Required work >> In the interview excerpt below, condense the paragraph that begins "Of course there is evil in the world" into a few short sentences that keep its main points.
**** Document segment ****
AMY GOODMAN: The first meeting of Barack Obama and McCain was with an evangelical reverend, Rick Warren, in California, and they talked about evil and good, and they talked. And McCain said he will go to the gates of Hell and back to get Osama bin Laden. Your thoughts?
ANDREW BACEVICH: Well, I’m a conservative, and this is another one of those things that leads me to believe that not only is President Bush not a conservative, but Senator McCain is not, either.
Of course there is evil in the world and there is good in the world, but guess what? Some of the evil is right here. I mean, to view international politics through this lens of good and evil leads you to vastly oversimplify and I think also leads you to make reckless decisions. Bush’s—I do believe President Bush genuinely—not cynically, genuinely—saw Saddam Hussein as evil, and I think he actually genuinely believes that—again, consistent with this notion of American exceptionalism—that we were called upon to bring democracy to Iraq. But what a ludicrous way to view US-Iraqi relations over the past twenty or thirty years, because if you really look at US-Iraqi relations or US policy in the Middle East over the last twenty, thirty, fifty, sixty years, it’s impossible to see the question as simply one of good versus evil. It’s not black and white; it’s grey. And you need to see the world as grey if you’re going to be a sensible statesman.
**** Record set ****
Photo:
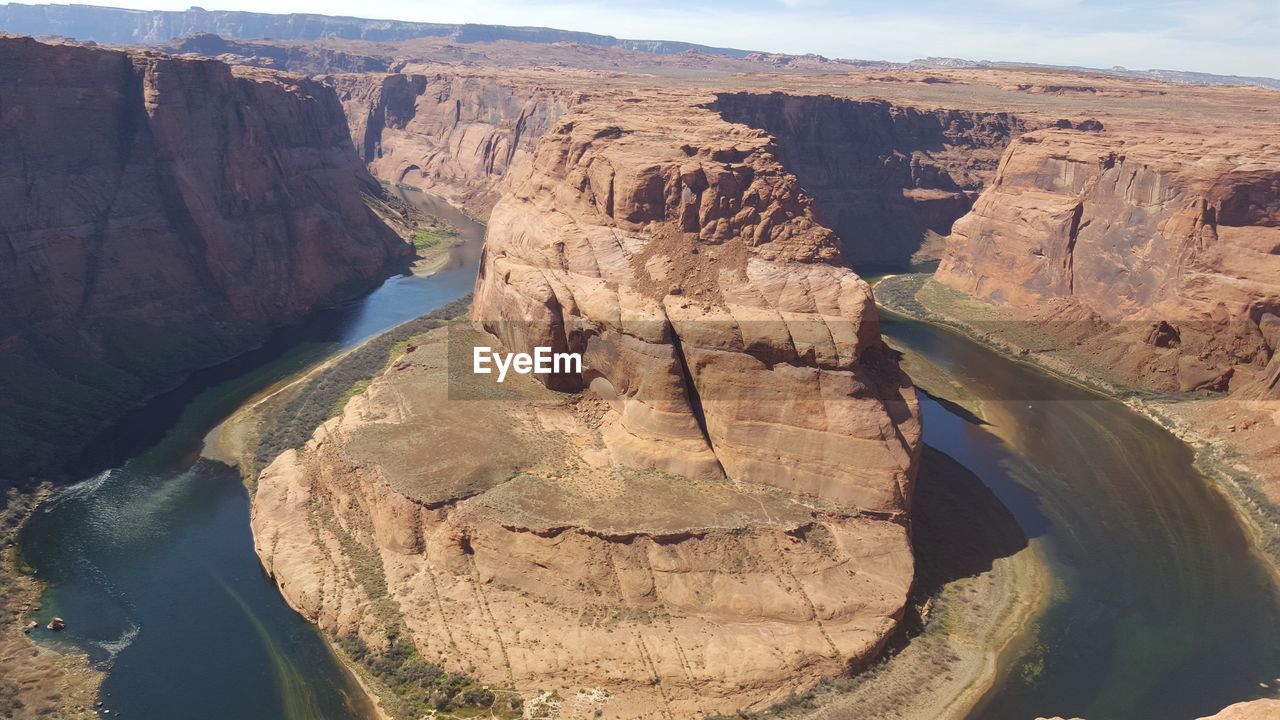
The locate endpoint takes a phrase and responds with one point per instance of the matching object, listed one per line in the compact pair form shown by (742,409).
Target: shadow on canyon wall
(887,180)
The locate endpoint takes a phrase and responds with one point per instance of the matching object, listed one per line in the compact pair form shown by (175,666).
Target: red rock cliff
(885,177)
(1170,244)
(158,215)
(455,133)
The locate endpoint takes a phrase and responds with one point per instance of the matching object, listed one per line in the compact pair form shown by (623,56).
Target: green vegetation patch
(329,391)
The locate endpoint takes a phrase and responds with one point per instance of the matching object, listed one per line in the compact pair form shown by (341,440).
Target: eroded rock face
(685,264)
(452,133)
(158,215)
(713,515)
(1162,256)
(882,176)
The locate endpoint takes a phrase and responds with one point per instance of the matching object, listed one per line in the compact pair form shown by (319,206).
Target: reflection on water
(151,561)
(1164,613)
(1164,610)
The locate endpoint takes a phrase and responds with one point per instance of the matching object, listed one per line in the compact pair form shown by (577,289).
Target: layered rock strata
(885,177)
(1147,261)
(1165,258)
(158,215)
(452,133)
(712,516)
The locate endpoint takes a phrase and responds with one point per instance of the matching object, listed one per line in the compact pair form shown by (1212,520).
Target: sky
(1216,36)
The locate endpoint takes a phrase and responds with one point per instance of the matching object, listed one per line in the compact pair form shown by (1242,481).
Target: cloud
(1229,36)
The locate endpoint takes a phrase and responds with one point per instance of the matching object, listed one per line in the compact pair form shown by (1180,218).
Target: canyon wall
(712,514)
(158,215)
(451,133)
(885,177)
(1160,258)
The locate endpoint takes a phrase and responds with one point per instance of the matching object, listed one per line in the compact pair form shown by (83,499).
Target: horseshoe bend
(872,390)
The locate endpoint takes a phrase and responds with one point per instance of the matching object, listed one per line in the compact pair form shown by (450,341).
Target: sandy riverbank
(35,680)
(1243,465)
****
Result of this task >> Good and evil both exist, and some of the evil is found at home. Viewing international politics as good versus evil oversimplifies it and leads to reckless decisions. President Bush genuinely saw Saddam Hussein as evil and believed, in line with American exceptionalism, that the US was called to bring democracy to Iraq. But US-Iraqi relations and US Middle East policy over past decades cannot be reduced to good versus evil. They are grey rather than black and white, and a sensible statesman must see the world that way.